» Exercise details
Repeat the records below exactly. Omit the pictures.

[Image-grounded pointing data]
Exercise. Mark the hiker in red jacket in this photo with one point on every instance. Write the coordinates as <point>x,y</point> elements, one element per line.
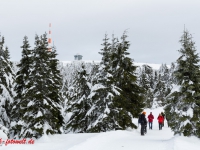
<point>150,120</point>
<point>160,121</point>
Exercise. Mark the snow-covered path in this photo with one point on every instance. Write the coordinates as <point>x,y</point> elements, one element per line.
<point>114,140</point>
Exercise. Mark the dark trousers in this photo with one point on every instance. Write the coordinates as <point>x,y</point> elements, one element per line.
<point>150,125</point>
<point>160,126</point>
<point>142,129</point>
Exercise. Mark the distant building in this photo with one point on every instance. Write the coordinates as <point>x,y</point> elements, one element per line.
<point>78,57</point>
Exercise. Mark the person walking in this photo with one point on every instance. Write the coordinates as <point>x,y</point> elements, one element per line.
<point>143,122</point>
<point>150,120</point>
<point>160,121</point>
<point>162,113</point>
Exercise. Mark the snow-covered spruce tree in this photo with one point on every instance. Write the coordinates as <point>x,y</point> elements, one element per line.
<point>79,104</point>
<point>6,84</point>
<point>183,109</point>
<point>22,76</point>
<point>103,114</point>
<point>146,81</point>
<point>41,108</point>
<point>130,102</point>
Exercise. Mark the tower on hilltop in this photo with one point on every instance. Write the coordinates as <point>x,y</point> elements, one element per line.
<point>49,39</point>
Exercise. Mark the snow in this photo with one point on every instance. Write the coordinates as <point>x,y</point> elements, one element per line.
<point>129,139</point>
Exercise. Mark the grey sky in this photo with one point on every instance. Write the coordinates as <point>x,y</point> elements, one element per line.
<point>78,26</point>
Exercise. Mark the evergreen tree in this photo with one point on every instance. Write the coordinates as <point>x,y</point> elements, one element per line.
<point>146,81</point>
<point>103,113</point>
<point>183,109</point>
<point>41,106</point>
<point>79,104</point>
<point>6,84</point>
<point>22,77</point>
<point>130,101</point>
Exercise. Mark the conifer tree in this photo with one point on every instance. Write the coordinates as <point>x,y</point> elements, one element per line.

» Exercise output
Exercise. Mark the hiker in red jacket in this photo with one point on every instance. Write the coordinates as <point>x,y</point> elements, one element per line.
<point>150,120</point>
<point>160,121</point>
Exercise. Mark the snow-covered path in this photo with one point on every instance. Write the coordinates as <point>x,y</point> elements, one element per line.
<point>114,140</point>
Exercise. Mark the dark trousers in this photo with one point on every instance. Write the coordinates as <point>x,y</point> elements, one element per line.
<point>150,125</point>
<point>160,126</point>
<point>142,129</point>
Exercise. Mark the distant building in this photo with one point on every instance. Write the coordinates as <point>x,y</point> elements, one element per line.
<point>78,57</point>
Exercise. Mark the person walking in this photo with one point on every instance. Write the coordinates as <point>x,y</point> elements, one element per line.
<point>143,122</point>
<point>150,120</point>
<point>160,121</point>
<point>162,113</point>
Exercise. Mark the snow-covered spruce tree in this photo with one point on every instance. Write the coordinates as <point>x,y</point> elements, one element per line.
<point>79,104</point>
<point>6,84</point>
<point>183,109</point>
<point>22,76</point>
<point>103,114</point>
<point>146,81</point>
<point>41,108</point>
<point>130,102</point>
Exercise. Mark the tower on hilltop in this photo with one point on every instance. Write the coordinates as <point>x,y</point> elements, one element per line.
<point>49,39</point>
Exercise. Mark the snow in this photo with one point on every instance. Write the coordinates as <point>x,y</point> elements, one element per line.
<point>129,139</point>
Exercise. Mark the grey sky in this photo with one point on every instance. Write the coordinates as <point>x,y</point> elements, one element per line.
<point>78,26</point>
Exercise. Mark the evergreen tree in this photo with one point on every instance. Write the coordinates as <point>x,y</point> elements, one element per line.
<point>146,81</point>
<point>103,113</point>
<point>183,109</point>
<point>41,106</point>
<point>79,104</point>
<point>6,84</point>
<point>22,77</point>
<point>130,101</point>
Exercise. Mark the conifer tree in this photo with one point on every instance. Write the coordinates as <point>x,y</point> elements, one element per line.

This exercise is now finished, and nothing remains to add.